What you will do:
Copy out each line of the data holding "below".
══ Supplied material ══
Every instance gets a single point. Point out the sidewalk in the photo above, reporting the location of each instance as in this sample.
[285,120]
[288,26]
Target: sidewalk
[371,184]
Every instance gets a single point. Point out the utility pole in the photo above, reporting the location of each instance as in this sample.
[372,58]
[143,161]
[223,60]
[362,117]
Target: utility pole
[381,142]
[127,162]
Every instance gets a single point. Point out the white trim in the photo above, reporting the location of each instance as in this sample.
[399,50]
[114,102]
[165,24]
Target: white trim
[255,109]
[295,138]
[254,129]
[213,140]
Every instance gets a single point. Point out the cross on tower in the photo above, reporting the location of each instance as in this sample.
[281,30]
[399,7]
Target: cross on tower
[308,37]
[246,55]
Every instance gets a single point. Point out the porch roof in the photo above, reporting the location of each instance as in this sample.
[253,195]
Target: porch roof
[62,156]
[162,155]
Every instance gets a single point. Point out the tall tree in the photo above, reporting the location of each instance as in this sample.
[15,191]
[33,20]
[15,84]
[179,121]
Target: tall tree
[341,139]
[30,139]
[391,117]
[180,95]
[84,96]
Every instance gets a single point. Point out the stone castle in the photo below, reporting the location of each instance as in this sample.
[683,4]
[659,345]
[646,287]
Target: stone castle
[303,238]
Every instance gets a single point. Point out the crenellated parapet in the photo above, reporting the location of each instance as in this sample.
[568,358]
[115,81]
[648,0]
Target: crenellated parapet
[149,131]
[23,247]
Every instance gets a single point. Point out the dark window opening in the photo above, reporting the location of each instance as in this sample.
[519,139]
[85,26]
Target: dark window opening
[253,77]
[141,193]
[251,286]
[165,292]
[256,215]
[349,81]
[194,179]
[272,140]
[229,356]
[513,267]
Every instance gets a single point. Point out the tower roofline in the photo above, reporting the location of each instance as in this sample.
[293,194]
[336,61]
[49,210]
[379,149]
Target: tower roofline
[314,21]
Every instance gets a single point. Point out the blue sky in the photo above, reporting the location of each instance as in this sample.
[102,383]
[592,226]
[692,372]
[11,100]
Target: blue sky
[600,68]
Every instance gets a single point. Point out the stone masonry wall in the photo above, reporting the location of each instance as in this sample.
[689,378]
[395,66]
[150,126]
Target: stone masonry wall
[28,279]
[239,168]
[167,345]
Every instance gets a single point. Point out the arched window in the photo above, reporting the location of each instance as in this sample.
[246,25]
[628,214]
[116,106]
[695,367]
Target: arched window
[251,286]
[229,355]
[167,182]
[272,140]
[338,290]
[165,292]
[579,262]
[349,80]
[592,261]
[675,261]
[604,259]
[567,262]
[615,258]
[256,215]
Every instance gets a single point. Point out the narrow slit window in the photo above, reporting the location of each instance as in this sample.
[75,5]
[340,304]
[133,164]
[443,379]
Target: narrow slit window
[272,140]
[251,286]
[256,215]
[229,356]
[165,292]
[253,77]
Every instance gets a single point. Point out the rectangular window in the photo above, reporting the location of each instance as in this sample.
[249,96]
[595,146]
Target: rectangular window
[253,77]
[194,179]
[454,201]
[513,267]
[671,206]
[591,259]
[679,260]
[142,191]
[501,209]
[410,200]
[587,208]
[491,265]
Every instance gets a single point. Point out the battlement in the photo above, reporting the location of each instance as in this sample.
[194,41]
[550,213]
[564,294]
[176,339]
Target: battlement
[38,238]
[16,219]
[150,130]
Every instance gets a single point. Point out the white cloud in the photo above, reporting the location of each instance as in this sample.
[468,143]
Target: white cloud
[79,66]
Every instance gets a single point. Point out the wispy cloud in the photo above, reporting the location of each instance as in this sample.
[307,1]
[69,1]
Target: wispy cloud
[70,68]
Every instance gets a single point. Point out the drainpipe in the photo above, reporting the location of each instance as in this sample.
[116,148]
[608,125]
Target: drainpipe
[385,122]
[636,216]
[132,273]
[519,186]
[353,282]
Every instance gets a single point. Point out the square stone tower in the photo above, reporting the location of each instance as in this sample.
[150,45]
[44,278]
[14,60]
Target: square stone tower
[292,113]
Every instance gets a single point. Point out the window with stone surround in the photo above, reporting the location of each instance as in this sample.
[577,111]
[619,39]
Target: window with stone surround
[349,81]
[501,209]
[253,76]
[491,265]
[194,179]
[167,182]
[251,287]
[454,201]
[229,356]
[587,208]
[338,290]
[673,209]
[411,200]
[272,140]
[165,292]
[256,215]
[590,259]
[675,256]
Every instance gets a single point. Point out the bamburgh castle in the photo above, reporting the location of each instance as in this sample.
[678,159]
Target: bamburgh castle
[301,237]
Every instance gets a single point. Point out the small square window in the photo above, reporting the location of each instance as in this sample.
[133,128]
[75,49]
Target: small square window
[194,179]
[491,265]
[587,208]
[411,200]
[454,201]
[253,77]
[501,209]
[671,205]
═══
══ Supplied material ══
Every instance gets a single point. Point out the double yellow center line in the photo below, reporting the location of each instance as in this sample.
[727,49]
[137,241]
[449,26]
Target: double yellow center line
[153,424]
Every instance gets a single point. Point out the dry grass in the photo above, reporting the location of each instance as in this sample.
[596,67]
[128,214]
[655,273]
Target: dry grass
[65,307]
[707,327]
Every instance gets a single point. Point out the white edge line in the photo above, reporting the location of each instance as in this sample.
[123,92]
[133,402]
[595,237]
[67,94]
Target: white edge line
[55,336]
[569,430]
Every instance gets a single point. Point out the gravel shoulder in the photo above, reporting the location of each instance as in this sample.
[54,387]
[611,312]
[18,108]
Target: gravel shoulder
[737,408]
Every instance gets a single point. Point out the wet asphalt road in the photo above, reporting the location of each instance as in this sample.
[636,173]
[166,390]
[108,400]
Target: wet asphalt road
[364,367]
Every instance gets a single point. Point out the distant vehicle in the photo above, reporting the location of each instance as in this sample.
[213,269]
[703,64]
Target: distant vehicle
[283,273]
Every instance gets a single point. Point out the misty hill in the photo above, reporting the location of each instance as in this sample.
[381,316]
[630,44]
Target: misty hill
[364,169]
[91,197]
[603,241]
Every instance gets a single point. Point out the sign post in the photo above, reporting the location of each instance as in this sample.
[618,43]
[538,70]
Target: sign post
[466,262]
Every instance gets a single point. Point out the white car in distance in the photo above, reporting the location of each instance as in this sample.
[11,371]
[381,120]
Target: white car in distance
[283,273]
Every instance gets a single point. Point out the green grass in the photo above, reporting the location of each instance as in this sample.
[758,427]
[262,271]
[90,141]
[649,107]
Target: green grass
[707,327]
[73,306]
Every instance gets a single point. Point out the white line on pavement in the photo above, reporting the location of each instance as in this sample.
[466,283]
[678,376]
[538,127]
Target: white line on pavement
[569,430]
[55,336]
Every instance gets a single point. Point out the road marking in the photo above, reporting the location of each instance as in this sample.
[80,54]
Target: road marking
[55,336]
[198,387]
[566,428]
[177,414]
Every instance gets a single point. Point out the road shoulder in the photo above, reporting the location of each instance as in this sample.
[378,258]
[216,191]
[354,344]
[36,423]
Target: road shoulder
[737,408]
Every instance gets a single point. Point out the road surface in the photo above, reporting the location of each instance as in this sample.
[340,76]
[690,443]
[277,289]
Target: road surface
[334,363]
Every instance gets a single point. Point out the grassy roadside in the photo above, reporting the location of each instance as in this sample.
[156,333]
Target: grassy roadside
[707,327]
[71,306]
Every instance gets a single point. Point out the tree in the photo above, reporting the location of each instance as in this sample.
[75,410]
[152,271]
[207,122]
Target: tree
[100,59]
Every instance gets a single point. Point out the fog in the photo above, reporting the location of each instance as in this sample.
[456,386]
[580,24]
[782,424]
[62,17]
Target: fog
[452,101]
═══
Result of this exercise:
Every instance gets a single point. Point out the stone castle in the photo below, reporting the location of each instance as in this sample.
Every instance gets a single point. Point out the double yellow center line in the photo below, reporting the location of each instance as in this sample.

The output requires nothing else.